Required work
Retype the data below without altering anything.

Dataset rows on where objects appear
********************

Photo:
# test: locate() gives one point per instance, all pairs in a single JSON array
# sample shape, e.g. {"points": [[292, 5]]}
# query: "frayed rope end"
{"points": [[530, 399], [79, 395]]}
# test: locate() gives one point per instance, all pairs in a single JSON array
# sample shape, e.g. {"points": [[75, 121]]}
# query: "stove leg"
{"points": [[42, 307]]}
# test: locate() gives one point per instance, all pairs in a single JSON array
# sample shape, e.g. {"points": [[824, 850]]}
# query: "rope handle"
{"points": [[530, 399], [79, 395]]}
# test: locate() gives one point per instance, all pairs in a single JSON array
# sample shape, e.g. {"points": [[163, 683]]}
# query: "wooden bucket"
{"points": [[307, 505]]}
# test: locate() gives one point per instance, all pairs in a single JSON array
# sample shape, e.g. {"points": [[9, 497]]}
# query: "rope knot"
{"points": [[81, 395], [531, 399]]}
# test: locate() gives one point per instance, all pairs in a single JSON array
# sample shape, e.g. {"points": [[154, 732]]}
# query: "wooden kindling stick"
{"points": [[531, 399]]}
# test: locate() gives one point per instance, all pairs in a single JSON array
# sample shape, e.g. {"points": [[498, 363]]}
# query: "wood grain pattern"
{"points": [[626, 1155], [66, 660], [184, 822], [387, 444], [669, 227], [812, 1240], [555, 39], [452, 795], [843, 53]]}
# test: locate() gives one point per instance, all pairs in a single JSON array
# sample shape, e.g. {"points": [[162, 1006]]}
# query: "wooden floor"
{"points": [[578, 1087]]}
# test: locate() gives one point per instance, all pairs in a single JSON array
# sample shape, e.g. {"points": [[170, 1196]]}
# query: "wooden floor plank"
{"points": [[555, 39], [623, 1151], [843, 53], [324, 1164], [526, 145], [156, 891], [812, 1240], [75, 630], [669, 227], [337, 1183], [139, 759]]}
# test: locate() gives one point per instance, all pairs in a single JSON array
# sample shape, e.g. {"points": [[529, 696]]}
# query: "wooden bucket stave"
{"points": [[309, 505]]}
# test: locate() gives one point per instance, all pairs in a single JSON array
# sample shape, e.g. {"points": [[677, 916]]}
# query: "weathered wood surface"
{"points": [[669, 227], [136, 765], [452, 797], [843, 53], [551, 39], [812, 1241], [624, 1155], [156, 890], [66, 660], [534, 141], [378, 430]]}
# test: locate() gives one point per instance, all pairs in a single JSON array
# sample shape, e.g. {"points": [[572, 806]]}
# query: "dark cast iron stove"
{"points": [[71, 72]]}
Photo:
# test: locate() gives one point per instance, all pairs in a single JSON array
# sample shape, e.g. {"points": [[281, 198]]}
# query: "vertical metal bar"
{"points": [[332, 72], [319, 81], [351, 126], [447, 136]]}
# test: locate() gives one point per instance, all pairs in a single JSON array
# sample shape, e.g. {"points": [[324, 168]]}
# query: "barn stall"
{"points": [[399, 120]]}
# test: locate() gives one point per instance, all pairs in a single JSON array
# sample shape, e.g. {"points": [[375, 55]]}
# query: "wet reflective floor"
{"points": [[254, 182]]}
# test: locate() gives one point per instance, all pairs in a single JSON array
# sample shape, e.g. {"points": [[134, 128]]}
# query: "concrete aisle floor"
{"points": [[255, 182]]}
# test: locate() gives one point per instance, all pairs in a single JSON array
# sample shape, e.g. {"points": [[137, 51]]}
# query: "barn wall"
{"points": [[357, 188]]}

********************

Response for this exercise
Photo:
# test: locate() gives one point per instance, all pairs in a single JSON array
# sample shape, e.g. {"points": [[292, 5]]}
# query: "frayed rope end"
{"points": [[530, 399], [79, 395]]}
# test: locate() gives one point per instance, all pairs in a single JSON array
# sample shape, e.g. {"points": [[75, 121]]}
# query: "stove leg"
{"points": [[42, 307]]}
# test: locate() gives one point per instance, all pairs in a single JSON array
# sample shape, e.g. {"points": [[824, 850]]}
# query: "rope handle"
{"points": [[530, 399], [79, 395]]}
# test: locate() gives one point per instance, all pairs in a single JSON array
# sample shape, e.g. {"points": [[163, 683]]}
# query: "wooden bucket"
{"points": [[307, 505]]}
# test: locate() gives one point per instance, all pairs in a single JSON array
# sample shape, e.g. {"points": [[9, 497]]}
# query: "rope knot"
{"points": [[81, 395], [531, 399]]}
# test: locate() gives one point per instance, all pairs in a single JSON array
# sample shape, e.g. {"points": [[154, 732]]}
# query: "wooden kindling stick"
{"points": [[531, 399]]}
# test: locate() gives one point per instance, all pairs in a single JSON array
# sample shape, e.g. {"points": [[498, 363]]}
# query: "wood grain pattern"
{"points": [[626, 1155], [66, 660], [184, 822], [387, 444], [669, 227], [812, 1240], [555, 39], [452, 795], [843, 53]]}
# test: locate() gives one point per instance, all pairs in a single JSON array
# sample shape, e.g. {"points": [[162, 1006]]}
# query: "wooden floor"
{"points": [[578, 1087]]}
# test: locate() gives one point per instance, all pairs in a single JSON array
# sample shape, e.g. {"points": [[170, 1196]]}
# query: "wooden floor plank"
{"points": [[555, 39], [623, 1151], [843, 53], [324, 1164], [526, 145], [156, 891], [812, 1240], [75, 630], [669, 227], [337, 1183], [139, 759]]}
# test: locate() gives one point per instance, all pairs in a single JSON array
# sample shape, e.g. {"points": [[529, 696]]}
# query: "wooden bucket stave"
{"points": [[309, 505]]}
# test: locate() gives one point per instance, all pairs in a single JSON array
# sample shape, e.g. {"points": [[677, 916]]}
# query: "weathered wood surface"
{"points": [[669, 227], [136, 765], [452, 797], [843, 53], [551, 39], [812, 1241], [624, 1155], [156, 890], [66, 660], [534, 141], [378, 430]]}
# test: locate() gives one point per instance, all pairs in a single JSON array
# sample shape, e.g. {"points": [[572, 806]]}
# query: "dark cast iron stove"
{"points": [[71, 72]]}
Photo:
# test: locate() gives one point per instance, all pairs in a single JSON array
# sample shape, e.g. {"points": [[281, 198]]}
# query: "vertical metal bar"
{"points": [[332, 72], [319, 81], [351, 126], [447, 136]]}
# test: locate() gives one point per instance, all pairs in a single JSON array
# sample shape, e.g. {"points": [[324, 168]]}
# query: "barn stall"
{"points": [[399, 120]]}
# test: locate() gives one point per instance, all pairs in a single JSON array
# sample shape, e.g. {"points": [[375, 55]]}
# query: "wet reflective floor"
{"points": [[254, 182]]}
# test: locate() gives one point per instance, all pairs in a single JSON array
# sample shape, e.g. {"points": [[134, 128]]}
# query: "concrete aisle floor"
{"points": [[255, 182]]}
# test: locate() gives one point per instance, all pairs in a single JSON array
# sample shape, e.g. {"points": [[137, 51]]}
# query: "barn wall"
{"points": [[357, 188]]}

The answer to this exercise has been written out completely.